_Exercise requirements_. Set down exactly the lines below, starting at the one that contains "Indicate a point per instance of the distant" and ending at the one that contains "Indicate a point per instance of the rushing", with both of those lines included and nothing else.

_Recorded information_.
######

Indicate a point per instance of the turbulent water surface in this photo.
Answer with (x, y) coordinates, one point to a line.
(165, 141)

######

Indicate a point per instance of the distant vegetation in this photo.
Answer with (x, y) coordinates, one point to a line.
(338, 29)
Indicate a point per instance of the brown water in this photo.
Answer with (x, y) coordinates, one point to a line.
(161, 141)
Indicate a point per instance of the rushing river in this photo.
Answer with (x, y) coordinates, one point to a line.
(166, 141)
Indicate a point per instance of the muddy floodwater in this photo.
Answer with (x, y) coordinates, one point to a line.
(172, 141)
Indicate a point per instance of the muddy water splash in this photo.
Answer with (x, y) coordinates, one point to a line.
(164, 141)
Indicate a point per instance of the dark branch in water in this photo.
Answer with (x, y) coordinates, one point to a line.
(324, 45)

######

_Answer to the problem_.
Indicate a point per instance of the distant vegetation in this photo.
Answer with (x, y) coordinates, one point to a line.
(338, 29)
Indicate a point per instance of the brown water in this photo.
Answer with (x, y) coordinates, one point to a line.
(161, 141)
Indicate a point per instance of the rushing river in this photo.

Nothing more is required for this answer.